◆ Problem details:
From the line containing "of the standing" through the last line of the entries below, repeat each line word for word and leave out the rest.

◆ Exercise materials:
§ §
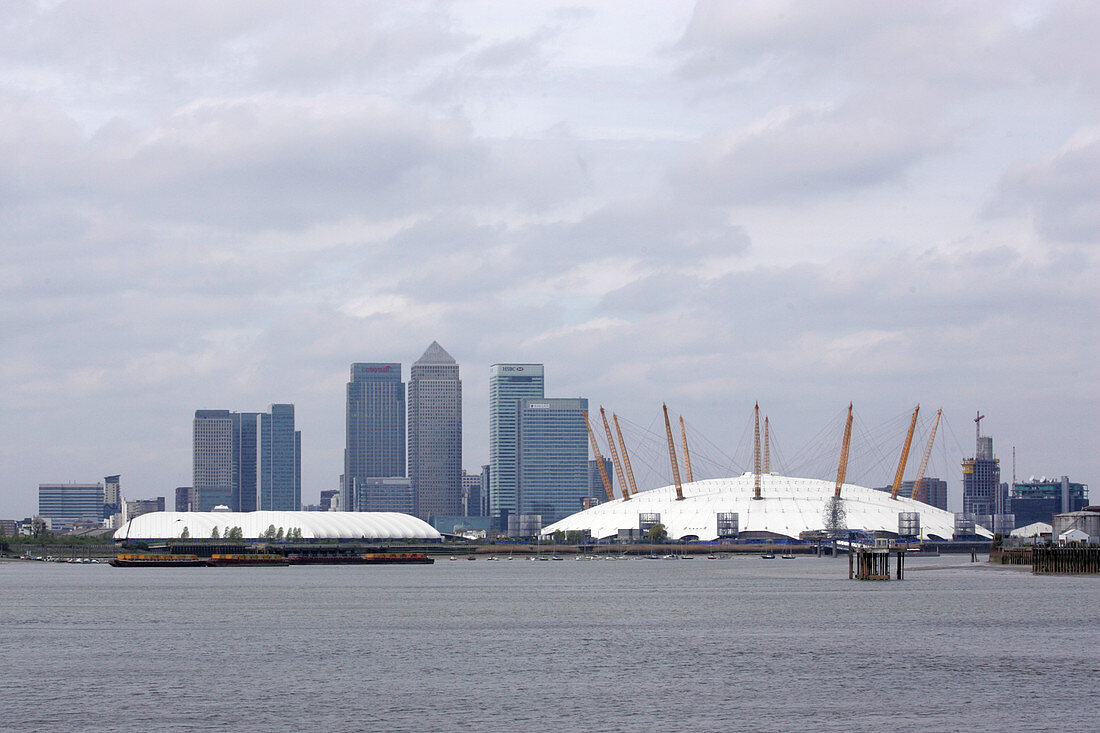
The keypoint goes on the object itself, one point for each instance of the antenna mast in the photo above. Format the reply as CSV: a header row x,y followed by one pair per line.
x,y
600,459
842,468
611,445
672,455
683,438
756,451
904,456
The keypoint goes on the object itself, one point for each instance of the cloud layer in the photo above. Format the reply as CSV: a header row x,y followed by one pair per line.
x,y
226,204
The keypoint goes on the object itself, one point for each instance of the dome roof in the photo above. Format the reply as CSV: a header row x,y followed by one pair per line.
x,y
314,525
788,506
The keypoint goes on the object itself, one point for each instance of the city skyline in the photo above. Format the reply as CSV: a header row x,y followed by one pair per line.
x,y
393,372
701,204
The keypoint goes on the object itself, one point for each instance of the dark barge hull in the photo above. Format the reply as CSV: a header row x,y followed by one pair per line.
x,y
160,564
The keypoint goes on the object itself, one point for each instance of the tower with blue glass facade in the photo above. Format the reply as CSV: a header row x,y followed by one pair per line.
x,y
507,385
552,457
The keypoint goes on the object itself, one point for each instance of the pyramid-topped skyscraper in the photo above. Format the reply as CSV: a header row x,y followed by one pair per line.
x,y
435,434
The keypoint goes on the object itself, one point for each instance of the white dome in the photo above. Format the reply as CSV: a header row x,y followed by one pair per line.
x,y
314,525
788,506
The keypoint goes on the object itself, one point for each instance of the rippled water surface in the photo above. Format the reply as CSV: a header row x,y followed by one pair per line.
x,y
646,645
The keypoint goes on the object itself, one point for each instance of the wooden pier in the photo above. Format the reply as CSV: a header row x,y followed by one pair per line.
x,y
1048,560
873,562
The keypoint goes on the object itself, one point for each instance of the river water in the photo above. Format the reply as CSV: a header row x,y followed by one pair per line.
x,y
646,645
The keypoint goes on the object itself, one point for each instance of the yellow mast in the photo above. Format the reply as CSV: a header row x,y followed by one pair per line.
x,y
767,447
626,457
904,455
756,451
842,468
683,437
600,459
611,445
672,455
919,482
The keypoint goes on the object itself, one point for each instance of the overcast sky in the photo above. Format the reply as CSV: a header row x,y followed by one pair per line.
x,y
222,205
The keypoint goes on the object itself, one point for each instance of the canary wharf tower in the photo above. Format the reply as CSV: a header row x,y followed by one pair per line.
x,y
435,444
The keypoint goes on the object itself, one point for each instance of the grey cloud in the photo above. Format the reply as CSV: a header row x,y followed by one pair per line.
x,y
954,48
804,153
1059,190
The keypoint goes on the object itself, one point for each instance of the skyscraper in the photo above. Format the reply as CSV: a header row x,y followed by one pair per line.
x,y
981,480
246,460
435,445
279,460
215,459
112,495
507,385
375,428
552,456
65,504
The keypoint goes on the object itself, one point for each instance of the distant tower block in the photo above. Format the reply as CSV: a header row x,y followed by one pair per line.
x,y
909,524
728,524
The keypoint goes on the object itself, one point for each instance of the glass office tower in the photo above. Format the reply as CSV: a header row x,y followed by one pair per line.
x,y
507,385
375,428
552,456
435,444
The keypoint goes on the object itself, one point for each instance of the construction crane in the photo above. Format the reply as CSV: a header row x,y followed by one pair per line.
x,y
904,455
756,451
600,459
842,468
919,482
672,455
683,436
611,445
767,447
626,457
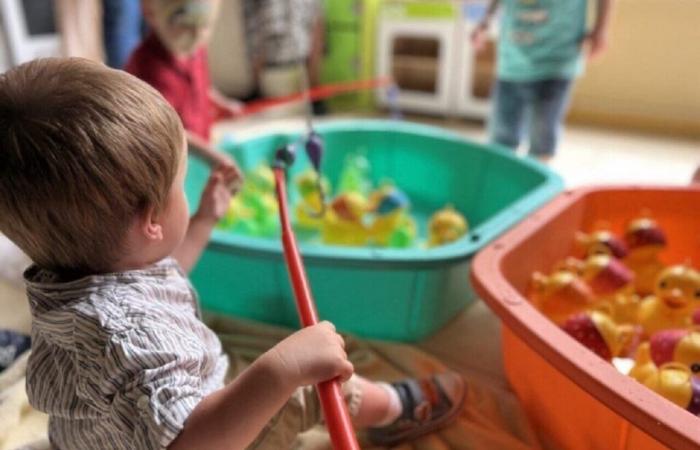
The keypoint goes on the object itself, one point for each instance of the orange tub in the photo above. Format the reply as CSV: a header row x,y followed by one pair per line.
x,y
575,399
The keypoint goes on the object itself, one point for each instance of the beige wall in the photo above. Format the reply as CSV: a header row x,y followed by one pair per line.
x,y
650,76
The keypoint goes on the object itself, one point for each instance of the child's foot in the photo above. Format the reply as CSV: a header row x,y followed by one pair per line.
x,y
427,405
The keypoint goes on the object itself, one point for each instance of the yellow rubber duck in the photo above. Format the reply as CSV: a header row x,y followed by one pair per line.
x,y
645,240
445,226
676,297
560,295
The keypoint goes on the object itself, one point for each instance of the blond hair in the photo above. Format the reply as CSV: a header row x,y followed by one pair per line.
x,y
83,150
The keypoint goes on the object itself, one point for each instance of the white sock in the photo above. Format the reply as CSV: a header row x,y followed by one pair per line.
x,y
393,410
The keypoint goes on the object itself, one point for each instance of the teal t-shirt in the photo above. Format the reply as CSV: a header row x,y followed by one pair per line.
x,y
541,39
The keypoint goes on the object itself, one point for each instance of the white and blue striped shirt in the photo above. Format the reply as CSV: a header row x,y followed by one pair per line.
x,y
119,361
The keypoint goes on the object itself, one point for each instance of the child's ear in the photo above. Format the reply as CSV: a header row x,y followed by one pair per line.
x,y
150,225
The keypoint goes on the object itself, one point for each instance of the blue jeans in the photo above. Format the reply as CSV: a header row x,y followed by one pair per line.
x,y
543,103
123,29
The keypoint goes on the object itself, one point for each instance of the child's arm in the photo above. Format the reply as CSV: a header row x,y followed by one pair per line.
x,y
478,36
598,37
213,205
202,148
232,417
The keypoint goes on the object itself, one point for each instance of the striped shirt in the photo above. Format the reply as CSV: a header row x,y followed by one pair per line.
x,y
281,30
119,361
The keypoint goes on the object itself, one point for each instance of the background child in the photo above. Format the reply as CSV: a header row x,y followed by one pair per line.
x,y
285,37
92,167
173,59
539,56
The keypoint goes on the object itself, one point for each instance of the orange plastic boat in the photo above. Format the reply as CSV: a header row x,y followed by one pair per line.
x,y
575,399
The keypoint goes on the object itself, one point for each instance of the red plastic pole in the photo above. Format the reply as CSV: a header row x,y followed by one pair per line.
x,y
334,409
317,93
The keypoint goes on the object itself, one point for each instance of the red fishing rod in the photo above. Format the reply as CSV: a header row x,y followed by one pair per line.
x,y
333,404
316,93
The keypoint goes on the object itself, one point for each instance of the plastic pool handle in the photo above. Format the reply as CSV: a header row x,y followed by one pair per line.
x,y
334,409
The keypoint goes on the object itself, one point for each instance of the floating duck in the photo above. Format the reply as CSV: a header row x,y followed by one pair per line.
x,y
676,383
611,283
602,242
676,297
309,211
560,295
599,333
645,240
445,226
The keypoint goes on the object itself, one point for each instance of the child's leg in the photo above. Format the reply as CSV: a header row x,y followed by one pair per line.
x,y
409,408
507,117
551,98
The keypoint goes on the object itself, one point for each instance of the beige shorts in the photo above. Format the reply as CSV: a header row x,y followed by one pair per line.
x,y
302,412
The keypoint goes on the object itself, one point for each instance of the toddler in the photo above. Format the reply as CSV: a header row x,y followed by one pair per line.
x,y
92,166
539,56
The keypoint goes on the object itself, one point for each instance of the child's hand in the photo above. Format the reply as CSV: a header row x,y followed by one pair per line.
x,y
217,193
479,36
312,355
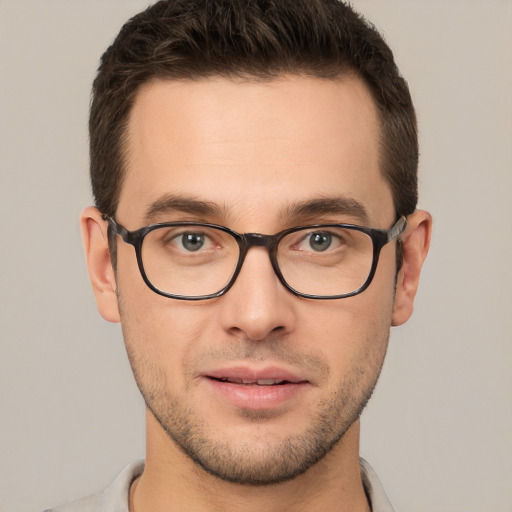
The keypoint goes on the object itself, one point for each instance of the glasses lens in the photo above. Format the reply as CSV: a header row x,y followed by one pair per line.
x,y
189,260
325,261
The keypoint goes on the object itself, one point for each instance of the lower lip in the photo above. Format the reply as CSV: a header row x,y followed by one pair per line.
x,y
252,396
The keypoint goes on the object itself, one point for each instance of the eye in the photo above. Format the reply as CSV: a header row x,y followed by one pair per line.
x,y
190,241
320,241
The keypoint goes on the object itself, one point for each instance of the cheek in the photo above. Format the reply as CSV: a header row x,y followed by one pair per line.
x,y
351,334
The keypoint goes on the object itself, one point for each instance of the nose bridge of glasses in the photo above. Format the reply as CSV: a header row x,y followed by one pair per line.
x,y
257,240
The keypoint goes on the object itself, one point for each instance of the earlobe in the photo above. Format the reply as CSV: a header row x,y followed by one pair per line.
x,y
97,254
415,244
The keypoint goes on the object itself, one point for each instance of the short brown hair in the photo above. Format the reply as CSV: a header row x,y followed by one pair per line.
x,y
191,39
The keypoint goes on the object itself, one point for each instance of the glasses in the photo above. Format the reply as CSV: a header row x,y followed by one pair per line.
x,y
195,261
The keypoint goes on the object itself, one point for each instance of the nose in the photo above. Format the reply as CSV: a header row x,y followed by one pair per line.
x,y
257,305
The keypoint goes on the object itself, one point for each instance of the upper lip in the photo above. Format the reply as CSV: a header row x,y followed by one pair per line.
x,y
246,375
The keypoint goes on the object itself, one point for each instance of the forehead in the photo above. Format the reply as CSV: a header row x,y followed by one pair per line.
x,y
253,147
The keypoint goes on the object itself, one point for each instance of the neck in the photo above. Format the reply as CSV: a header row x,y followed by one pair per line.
x,y
172,481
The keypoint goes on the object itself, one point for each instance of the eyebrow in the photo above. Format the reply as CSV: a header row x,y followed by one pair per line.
x,y
337,205
171,203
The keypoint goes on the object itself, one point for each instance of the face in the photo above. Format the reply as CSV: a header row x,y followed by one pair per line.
x,y
257,385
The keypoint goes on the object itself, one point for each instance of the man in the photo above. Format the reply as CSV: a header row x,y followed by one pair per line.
x,y
254,166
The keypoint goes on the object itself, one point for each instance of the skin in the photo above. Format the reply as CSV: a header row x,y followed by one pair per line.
x,y
254,149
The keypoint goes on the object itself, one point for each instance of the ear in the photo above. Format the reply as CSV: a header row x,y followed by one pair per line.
x,y
415,243
97,254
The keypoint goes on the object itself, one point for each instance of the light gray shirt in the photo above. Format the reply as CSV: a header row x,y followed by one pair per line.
x,y
115,497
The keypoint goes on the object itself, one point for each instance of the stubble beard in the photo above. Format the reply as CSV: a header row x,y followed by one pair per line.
x,y
258,461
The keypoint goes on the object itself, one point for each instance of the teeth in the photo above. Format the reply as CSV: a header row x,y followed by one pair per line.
x,y
268,382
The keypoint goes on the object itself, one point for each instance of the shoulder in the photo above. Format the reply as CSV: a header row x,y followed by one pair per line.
x,y
113,499
373,488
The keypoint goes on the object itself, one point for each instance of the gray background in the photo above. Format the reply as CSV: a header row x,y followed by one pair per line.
x,y
439,429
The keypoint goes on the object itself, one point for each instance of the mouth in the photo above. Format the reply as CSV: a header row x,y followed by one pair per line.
x,y
252,382
245,388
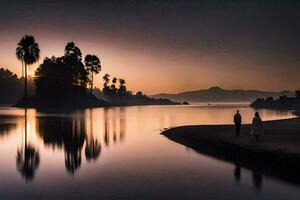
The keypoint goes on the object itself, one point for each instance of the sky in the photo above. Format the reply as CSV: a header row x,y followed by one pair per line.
x,y
166,45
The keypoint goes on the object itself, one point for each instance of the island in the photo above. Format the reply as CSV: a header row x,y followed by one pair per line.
x,y
66,82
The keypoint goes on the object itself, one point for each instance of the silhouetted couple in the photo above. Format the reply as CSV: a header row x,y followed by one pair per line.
x,y
256,127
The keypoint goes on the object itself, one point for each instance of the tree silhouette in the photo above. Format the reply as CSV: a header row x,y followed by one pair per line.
x,y
93,66
73,59
122,88
297,94
106,88
28,52
113,87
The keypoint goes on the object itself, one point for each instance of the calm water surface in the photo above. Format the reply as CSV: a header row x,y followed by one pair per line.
x,y
118,153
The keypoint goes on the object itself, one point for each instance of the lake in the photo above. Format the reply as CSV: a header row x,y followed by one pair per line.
x,y
118,153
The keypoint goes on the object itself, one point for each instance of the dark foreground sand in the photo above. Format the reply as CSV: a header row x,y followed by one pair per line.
x,y
276,154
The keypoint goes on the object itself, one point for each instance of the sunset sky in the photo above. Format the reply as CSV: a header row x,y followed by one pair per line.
x,y
166,46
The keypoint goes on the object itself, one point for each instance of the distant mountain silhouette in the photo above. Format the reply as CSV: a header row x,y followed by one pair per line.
x,y
217,94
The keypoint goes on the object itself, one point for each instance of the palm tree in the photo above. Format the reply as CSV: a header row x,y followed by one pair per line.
x,y
28,52
93,65
106,79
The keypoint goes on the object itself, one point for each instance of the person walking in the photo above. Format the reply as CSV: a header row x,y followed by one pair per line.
x,y
257,127
238,122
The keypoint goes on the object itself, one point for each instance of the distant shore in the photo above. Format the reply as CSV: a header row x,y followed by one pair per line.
x,y
88,101
276,154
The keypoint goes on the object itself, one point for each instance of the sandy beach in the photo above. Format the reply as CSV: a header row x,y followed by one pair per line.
x,y
277,153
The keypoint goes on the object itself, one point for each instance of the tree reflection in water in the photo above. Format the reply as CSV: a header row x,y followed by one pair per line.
x,y
71,134
28,157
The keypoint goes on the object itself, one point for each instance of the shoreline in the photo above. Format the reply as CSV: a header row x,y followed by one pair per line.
x,y
277,154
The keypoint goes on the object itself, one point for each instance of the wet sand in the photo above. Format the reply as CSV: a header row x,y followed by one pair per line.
x,y
276,154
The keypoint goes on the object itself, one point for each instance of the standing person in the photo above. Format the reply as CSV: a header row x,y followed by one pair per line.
x,y
237,121
257,127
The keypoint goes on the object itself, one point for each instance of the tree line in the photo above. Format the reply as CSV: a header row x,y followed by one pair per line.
x,y
65,76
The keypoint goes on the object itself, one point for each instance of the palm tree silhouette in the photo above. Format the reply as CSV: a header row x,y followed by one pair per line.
x,y
28,52
93,147
106,79
93,65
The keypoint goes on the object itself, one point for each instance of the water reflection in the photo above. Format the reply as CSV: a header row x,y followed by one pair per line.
x,y
28,158
93,146
66,133
120,144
§ §
◆ Written solution:
The keypoint goes on the object itself, one point for each instance of the standing person in the photo above. Format the reply as CSV: a header row x,y followed by one pair per line.
x,y
237,121
257,127
The keypoint goes on the object itself, one point for each instance of the tree line in the photo above. Format the reply as CSV: a header row x,y followed by one pair per line.
x,y
65,76
The keypoint goes on the object itself, one point for each instance of the palm tree silhouette in the photo above. Format the reply as CSV: a header row x,y followed by one pair per line.
x,y
28,52
93,147
106,79
93,65
The keypoint goes on the object itself, one point for each instance of the water reflection in the photo above. Format the reply as CSV: a header row x,y followed by one pair per line.
x,y
28,158
93,146
66,133
120,144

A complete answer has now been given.